- THE TASK -
For this listing, the lines between the one holding "point: white t-shirt" and the one holding "point: sneaker |", inclusive, must be set down exactly.

=====

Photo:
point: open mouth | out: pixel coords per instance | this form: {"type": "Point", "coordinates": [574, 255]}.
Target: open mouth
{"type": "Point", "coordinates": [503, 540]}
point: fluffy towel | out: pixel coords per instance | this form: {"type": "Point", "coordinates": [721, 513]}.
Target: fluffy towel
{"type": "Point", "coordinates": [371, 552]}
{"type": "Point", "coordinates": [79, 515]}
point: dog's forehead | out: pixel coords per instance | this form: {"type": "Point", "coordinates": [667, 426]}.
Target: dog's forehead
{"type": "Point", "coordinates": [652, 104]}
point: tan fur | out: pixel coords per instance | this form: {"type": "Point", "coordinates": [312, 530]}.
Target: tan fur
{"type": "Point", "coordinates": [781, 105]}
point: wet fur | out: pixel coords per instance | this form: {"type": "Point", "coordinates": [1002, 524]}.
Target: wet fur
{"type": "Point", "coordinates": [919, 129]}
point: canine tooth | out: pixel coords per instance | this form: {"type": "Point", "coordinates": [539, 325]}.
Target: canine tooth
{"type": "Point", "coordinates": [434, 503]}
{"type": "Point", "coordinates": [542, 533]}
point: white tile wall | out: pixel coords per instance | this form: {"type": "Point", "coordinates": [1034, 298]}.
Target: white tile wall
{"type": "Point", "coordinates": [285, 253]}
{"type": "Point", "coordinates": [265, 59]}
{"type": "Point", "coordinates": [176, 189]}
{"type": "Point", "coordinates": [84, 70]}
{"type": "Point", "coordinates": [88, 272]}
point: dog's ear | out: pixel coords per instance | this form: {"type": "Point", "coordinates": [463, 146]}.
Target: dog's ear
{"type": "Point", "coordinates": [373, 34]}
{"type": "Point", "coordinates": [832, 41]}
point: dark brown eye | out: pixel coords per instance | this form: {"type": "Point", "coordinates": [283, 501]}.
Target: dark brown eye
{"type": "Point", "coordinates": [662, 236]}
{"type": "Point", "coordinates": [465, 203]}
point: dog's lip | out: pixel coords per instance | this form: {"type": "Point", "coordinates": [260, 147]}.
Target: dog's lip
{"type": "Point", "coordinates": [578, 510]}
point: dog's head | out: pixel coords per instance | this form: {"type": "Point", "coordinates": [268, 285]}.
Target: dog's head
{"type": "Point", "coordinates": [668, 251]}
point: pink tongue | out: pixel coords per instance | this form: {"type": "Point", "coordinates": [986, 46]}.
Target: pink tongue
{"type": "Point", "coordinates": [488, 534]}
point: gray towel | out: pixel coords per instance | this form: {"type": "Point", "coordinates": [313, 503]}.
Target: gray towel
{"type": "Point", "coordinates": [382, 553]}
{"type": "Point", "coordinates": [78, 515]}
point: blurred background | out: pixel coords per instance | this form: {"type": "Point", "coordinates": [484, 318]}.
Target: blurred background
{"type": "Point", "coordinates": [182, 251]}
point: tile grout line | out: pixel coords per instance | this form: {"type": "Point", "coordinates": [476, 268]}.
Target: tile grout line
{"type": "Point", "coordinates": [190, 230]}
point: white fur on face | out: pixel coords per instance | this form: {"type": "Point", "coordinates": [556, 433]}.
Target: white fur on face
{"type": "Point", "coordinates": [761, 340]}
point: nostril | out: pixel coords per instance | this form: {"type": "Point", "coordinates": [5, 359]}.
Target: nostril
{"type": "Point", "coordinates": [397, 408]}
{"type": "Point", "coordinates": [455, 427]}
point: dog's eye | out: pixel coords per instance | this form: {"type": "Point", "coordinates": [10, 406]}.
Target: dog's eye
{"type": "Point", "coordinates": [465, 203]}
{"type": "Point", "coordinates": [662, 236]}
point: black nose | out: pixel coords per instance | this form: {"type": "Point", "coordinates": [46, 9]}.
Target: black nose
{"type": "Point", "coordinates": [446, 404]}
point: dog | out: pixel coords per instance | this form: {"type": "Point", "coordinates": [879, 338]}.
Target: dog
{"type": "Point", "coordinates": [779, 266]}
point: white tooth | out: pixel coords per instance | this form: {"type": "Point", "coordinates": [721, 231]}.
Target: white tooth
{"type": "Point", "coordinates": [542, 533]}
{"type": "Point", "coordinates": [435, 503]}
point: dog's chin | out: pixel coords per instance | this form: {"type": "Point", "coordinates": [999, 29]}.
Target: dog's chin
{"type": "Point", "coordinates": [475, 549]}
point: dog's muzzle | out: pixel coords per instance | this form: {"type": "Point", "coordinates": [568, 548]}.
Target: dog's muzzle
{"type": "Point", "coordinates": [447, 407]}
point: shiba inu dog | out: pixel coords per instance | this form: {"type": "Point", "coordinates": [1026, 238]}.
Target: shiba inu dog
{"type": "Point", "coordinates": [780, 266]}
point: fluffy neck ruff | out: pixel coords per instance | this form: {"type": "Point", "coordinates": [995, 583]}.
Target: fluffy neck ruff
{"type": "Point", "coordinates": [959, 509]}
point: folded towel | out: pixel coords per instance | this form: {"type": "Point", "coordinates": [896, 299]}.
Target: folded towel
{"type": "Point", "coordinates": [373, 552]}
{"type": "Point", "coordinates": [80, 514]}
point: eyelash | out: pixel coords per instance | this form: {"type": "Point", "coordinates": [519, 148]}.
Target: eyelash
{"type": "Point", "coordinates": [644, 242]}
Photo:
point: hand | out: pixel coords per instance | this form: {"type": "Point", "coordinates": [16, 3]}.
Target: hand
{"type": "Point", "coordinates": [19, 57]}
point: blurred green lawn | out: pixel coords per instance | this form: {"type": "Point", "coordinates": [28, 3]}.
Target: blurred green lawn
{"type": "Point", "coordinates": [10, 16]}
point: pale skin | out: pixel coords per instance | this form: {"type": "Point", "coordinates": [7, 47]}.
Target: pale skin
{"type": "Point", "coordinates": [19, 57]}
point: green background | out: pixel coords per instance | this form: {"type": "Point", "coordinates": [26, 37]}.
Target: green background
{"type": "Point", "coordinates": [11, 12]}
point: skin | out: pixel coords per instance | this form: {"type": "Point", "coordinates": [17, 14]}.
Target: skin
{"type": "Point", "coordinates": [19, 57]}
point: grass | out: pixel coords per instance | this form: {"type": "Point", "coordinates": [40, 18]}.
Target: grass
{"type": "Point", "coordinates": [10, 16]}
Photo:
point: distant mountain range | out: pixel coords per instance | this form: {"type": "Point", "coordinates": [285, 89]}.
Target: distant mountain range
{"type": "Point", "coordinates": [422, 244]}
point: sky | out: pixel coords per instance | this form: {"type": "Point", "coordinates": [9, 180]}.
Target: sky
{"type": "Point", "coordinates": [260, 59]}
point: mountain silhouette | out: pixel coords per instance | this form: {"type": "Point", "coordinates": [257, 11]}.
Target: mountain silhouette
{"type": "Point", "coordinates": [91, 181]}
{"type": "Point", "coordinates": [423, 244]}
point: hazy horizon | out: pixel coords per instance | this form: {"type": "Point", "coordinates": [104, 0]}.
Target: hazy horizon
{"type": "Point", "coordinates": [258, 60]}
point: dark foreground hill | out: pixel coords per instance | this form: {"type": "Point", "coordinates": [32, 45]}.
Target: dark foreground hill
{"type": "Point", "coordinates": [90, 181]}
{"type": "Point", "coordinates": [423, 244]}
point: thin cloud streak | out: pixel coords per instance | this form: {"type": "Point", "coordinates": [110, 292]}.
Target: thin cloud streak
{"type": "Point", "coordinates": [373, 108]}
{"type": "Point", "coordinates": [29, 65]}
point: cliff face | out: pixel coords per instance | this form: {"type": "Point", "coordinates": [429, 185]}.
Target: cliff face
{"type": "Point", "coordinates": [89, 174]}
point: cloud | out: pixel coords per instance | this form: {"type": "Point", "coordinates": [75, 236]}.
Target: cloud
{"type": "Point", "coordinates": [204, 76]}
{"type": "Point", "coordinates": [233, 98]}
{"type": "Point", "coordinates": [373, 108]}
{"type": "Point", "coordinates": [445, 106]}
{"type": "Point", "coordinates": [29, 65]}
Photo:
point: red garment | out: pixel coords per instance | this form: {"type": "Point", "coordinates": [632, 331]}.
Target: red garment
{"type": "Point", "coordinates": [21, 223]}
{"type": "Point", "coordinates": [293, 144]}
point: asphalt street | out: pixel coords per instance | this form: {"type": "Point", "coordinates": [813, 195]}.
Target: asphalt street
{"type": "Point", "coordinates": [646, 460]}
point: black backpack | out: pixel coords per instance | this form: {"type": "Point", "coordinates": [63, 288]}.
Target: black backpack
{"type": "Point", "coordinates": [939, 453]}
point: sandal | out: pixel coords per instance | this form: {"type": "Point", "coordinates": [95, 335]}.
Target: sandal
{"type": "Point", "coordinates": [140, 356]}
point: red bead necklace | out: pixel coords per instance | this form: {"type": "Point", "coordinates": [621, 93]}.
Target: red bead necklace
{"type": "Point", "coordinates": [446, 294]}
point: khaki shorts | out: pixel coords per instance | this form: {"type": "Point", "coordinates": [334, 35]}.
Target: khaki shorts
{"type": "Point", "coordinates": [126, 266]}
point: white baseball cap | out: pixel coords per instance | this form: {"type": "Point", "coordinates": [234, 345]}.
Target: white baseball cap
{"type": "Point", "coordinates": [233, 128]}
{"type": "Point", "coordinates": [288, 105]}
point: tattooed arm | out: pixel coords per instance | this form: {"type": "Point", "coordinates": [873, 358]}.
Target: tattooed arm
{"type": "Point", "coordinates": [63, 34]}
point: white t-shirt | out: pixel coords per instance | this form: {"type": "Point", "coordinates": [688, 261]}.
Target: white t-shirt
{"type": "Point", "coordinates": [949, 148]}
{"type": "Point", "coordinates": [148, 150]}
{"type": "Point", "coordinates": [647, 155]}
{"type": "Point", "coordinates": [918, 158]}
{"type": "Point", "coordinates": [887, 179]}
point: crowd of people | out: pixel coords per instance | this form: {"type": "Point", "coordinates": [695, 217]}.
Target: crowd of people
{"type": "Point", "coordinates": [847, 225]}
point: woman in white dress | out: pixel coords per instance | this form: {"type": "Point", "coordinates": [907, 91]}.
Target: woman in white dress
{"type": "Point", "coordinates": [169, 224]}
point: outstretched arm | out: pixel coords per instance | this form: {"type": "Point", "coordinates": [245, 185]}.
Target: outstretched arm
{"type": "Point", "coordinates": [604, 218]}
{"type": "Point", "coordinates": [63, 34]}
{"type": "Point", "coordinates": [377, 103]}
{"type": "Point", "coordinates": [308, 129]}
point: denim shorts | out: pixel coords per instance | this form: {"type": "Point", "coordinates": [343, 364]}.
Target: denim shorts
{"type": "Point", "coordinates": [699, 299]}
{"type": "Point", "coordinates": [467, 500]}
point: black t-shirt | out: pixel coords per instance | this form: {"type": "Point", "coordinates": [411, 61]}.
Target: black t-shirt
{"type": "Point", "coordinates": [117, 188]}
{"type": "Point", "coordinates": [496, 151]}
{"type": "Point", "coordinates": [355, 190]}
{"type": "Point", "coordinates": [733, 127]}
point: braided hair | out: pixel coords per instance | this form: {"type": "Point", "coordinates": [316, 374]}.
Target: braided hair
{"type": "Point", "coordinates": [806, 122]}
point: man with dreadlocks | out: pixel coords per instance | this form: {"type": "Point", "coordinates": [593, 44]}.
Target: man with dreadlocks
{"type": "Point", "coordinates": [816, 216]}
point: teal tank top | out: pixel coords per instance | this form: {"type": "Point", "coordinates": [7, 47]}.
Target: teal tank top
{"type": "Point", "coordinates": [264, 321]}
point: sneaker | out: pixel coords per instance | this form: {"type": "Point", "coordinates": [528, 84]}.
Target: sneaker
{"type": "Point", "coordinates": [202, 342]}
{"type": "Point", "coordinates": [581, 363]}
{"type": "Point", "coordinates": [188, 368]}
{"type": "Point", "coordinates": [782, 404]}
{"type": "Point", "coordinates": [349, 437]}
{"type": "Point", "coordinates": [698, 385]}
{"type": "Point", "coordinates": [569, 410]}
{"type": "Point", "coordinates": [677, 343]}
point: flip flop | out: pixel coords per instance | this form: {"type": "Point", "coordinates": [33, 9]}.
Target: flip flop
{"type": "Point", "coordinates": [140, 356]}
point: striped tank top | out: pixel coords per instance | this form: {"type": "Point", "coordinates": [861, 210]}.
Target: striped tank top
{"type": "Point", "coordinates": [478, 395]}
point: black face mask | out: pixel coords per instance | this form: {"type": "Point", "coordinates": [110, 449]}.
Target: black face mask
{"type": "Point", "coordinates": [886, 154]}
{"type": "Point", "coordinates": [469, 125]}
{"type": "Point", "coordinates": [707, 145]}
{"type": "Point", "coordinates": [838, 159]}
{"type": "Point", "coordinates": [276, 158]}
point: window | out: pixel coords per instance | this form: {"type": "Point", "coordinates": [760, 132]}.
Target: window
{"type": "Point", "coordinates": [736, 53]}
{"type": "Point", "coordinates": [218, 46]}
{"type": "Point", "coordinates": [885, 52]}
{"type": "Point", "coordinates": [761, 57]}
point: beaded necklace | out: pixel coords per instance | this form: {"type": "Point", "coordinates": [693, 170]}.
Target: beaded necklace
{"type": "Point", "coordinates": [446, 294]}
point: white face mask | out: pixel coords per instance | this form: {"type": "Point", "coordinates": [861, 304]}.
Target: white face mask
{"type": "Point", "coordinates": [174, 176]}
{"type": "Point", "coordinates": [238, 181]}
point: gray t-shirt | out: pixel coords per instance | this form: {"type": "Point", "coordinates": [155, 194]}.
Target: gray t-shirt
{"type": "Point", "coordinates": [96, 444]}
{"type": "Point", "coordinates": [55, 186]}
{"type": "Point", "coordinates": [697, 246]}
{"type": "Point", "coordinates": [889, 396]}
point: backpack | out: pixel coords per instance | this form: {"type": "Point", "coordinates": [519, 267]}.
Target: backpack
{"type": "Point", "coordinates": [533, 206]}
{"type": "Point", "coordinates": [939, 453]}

=====

- EXPECTED OUTPUT -
point: white t-shirt | out: pixel coords per instance | this form: {"type": "Point", "coordinates": [688, 261]}.
Target: white t-shirt
{"type": "Point", "coordinates": [949, 148]}
{"type": "Point", "coordinates": [148, 150]}
{"type": "Point", "coordinates": [647, 155]}
{"type": "Point", "coordinates": [918, 158]}
{"type": "Point", "coordinates": [887, 179]}
point: crowd of people | out: pixel coords per instance | this form: {"type": "Point", "coordinates": [695, 217]}.
Target: crowd of people
{"type": "Point", "coordinates": [847, 225]}
point: woman in white dress | out: pixel coords per instance | this form: {"type": "Point", "coordinates": [907, 91]}.
Target: woman in white dress
{"type": "Point", "coordinates": [169, 224]}
point: outstretched arm | out: pixel coords per instance | this form: {"type": "Point", "coordinates": [245, 185]}.
Target: outstretched arm
{"type": "Point", "coordinates": [604, 218]}
{"type": "Point", "coordinates": [63, 34]}
{"type": "Point", "coordinates": [377, 103]}
{"type": "Point", "coordinates": [308, 129]}
point: denim shorts | out: pixel coords per instance | this form: {"type": "Point", "coordinates": [343, 364]}.
Target: denim shorts
{"type": "Point", "coordinates": [699, 299]}
{"type": "Point", "coordinates": [467, 500]}
point: black t-shirt | out: pixel coords per instance | this form: {"type": "Point", "coordinates": [411, 61]}.
Target: black t-shirt
{"type": "Point", "coordinates": [117, 188]}
{"type": "Point", "coordinates": [496, 151]}
{"type": "Point", "coordinates": [355, 190]}
{"type": "Point", "coordinates": [733, 127]}
point: braided hair | out: pixel coords per instance | this form: {"type": "Point", "coordinates": [316, 374]}.
Target: braided hair
{"type": "Point", "coordinates": [806, 122]}
point: man with dreadlocks | out: pixel coords per instance | this form: {"type": "Point", "coordinates": [593, 44]}.
Target: man with dreadlocks
{"type": "Point", "coordinates": [816, 216]}
point: teal tank top | out: pixel coords per instance | this form: {"type": "Point", "coordinates": [7, 47]}.
Target: teal tank top
{"type": "Point", "coordinates": [264, 321]}
point: sneaker | out: pixel coords per instance | this form: {"type": "Point", "coordinates": [528, 84]}.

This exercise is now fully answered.